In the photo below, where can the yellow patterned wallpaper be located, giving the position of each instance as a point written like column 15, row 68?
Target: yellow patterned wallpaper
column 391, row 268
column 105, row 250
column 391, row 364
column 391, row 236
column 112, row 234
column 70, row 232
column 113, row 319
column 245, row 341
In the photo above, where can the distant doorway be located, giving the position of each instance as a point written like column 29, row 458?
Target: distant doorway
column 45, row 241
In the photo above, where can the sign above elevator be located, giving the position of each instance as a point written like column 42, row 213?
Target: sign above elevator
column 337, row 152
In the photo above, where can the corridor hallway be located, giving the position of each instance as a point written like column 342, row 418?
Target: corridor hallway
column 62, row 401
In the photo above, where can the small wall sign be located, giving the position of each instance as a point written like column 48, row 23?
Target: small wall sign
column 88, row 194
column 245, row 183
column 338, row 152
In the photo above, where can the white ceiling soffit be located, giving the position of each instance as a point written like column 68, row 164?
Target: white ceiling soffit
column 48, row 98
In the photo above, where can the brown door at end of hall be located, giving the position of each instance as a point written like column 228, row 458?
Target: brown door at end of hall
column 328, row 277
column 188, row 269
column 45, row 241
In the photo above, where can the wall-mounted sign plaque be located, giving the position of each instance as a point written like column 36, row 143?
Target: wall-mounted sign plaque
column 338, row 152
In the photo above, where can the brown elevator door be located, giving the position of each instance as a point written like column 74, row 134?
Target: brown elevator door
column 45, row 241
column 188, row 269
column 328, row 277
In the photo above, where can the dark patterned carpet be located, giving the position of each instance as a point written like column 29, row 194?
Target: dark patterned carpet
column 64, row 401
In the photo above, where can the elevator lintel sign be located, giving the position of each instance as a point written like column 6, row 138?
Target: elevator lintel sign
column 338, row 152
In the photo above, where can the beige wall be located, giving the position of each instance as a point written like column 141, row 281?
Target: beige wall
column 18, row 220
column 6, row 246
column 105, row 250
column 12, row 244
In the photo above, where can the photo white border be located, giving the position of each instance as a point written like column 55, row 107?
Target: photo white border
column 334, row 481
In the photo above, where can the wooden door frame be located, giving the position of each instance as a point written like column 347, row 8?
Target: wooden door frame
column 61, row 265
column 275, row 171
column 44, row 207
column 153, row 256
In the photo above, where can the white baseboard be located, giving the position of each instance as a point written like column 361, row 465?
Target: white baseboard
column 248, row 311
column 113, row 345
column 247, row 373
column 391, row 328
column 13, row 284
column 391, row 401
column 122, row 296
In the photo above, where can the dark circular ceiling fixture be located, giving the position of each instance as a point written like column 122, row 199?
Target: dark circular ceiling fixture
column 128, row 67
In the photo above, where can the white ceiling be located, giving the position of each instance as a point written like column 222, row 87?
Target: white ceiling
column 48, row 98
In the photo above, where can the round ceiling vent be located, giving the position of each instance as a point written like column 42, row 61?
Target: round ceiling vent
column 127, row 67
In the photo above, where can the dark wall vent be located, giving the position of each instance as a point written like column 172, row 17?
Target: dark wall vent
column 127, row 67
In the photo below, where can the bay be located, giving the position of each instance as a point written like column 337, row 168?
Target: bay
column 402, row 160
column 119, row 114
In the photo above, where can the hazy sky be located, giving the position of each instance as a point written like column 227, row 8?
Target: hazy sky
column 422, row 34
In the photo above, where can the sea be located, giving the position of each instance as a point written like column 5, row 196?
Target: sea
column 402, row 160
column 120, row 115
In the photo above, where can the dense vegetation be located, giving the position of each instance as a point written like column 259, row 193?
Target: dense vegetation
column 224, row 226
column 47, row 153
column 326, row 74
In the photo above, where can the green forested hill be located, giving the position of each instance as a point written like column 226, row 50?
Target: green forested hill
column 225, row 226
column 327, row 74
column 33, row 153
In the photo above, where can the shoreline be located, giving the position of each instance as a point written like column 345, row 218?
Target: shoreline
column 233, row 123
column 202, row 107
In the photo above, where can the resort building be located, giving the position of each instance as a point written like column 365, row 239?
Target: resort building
________________
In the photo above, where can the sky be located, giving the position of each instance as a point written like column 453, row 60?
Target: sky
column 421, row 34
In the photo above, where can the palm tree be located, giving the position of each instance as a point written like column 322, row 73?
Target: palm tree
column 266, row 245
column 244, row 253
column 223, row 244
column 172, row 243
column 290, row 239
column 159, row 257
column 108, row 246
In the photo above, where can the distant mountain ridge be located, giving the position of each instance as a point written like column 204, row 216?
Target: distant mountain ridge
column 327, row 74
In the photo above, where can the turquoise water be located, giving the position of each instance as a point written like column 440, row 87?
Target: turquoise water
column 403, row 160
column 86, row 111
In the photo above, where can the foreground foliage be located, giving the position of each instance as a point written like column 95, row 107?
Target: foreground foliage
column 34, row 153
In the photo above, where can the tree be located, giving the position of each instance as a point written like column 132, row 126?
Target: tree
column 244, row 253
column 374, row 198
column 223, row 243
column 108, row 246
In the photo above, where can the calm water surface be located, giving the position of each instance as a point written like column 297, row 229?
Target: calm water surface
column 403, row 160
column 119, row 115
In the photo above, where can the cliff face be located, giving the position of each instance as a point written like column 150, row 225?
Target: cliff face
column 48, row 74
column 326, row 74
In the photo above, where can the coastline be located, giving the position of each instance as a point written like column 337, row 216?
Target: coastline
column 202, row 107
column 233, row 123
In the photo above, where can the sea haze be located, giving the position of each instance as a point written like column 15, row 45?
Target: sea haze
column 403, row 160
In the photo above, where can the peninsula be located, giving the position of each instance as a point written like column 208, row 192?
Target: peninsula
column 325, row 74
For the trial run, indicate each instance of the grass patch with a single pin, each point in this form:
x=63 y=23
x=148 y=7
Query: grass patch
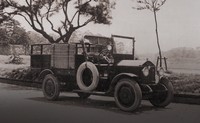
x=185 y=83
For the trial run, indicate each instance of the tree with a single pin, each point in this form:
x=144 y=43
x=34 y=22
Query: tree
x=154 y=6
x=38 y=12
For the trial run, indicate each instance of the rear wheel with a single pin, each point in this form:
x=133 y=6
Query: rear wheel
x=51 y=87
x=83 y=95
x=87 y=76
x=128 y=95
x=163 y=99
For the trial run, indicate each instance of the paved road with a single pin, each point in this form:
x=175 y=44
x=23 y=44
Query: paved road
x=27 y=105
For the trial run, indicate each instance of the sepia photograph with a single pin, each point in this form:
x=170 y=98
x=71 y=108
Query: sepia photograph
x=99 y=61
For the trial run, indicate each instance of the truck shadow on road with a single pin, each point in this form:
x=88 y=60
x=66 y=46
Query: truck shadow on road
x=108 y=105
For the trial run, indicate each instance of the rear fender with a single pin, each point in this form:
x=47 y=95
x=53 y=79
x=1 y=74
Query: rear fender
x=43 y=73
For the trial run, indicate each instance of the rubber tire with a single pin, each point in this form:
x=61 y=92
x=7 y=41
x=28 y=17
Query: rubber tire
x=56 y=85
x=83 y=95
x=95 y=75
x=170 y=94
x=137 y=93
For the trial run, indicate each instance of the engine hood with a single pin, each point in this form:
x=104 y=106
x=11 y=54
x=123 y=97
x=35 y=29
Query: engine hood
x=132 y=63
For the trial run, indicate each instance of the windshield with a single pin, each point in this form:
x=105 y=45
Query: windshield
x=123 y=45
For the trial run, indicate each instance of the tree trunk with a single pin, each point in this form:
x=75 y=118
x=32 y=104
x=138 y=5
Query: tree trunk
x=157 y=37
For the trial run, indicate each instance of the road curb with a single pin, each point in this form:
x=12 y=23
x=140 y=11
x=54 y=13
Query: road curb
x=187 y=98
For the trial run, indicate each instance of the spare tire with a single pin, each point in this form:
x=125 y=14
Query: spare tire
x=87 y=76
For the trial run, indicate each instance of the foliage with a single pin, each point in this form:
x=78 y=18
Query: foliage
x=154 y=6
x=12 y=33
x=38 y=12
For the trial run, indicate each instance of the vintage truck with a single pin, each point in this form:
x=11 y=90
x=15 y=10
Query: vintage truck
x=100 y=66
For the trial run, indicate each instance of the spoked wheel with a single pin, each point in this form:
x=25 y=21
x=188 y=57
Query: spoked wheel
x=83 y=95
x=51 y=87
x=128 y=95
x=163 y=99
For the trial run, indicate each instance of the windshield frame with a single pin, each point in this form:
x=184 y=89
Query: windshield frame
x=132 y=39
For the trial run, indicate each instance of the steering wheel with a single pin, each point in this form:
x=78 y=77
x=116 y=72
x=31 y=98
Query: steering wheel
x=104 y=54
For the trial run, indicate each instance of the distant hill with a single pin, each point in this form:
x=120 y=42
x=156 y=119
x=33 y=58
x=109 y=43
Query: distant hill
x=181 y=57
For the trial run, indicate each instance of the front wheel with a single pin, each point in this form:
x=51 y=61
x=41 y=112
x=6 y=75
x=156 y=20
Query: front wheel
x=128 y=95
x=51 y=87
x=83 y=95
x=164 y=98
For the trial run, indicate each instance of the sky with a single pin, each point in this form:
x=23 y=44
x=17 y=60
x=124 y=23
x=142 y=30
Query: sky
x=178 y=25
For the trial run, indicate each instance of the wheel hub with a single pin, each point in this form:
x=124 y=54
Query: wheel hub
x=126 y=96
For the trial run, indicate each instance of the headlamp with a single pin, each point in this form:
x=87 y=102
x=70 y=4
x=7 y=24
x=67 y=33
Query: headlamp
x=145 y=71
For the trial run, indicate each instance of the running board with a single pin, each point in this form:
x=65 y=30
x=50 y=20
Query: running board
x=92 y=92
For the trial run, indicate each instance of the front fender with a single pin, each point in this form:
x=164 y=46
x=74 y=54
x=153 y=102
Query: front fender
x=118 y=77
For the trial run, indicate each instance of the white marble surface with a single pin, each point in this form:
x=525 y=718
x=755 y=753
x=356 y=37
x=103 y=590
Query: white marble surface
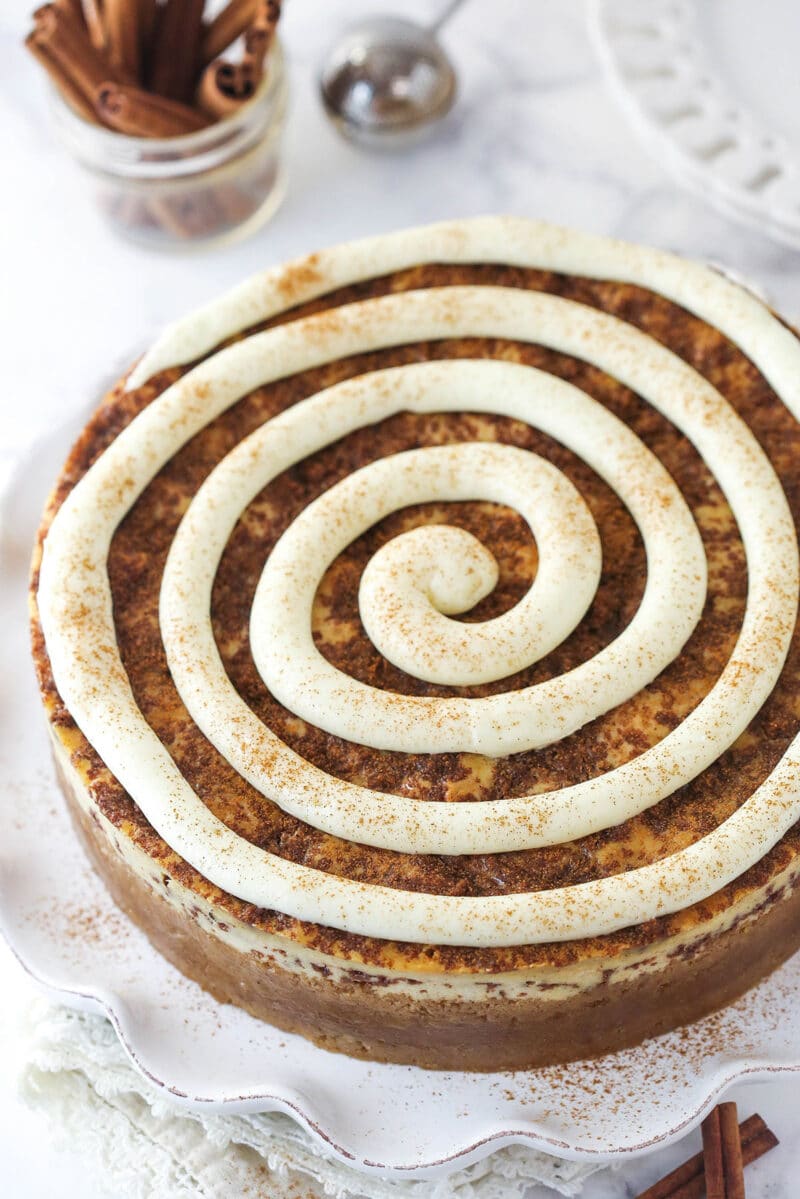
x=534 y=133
________________
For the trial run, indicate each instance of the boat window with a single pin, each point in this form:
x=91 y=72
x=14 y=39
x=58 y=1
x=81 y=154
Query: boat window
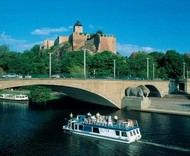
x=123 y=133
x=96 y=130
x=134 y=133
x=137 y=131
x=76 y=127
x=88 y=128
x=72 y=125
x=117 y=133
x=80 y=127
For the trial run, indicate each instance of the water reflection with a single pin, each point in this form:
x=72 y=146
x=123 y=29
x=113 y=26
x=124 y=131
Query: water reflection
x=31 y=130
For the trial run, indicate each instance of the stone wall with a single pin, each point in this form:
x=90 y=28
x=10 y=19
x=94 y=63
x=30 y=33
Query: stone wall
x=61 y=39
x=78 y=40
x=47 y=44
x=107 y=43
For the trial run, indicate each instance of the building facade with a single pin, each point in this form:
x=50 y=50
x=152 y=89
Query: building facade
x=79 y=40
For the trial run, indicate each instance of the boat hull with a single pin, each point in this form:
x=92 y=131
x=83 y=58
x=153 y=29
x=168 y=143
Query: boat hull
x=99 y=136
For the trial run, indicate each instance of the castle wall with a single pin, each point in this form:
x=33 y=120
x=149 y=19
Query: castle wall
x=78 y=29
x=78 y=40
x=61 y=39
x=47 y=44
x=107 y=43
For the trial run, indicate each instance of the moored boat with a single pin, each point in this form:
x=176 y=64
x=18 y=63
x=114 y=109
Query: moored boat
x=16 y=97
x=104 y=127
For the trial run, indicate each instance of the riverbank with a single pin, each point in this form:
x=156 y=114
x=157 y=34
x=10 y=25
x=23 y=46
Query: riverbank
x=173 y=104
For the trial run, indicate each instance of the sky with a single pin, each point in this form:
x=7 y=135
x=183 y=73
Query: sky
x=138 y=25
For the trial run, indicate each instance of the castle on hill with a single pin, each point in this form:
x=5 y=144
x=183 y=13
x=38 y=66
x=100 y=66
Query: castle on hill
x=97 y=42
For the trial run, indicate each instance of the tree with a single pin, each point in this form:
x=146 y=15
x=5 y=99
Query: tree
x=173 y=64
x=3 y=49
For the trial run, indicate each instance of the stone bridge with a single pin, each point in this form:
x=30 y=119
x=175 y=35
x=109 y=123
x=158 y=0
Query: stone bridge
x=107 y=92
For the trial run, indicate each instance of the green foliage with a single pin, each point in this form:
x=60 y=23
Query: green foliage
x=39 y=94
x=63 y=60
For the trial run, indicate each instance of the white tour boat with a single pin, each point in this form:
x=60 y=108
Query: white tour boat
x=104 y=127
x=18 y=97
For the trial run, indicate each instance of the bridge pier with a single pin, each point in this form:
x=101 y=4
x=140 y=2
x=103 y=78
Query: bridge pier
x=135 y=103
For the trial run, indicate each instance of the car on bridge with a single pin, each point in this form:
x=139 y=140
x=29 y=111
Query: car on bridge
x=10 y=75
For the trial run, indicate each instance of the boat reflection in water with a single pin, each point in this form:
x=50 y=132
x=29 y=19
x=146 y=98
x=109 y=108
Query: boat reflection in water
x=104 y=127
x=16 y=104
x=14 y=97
________________
## [Assigned task]
Note how many lines of the records contain the string "below", and give that number with nothing added.

## [Written solution]
2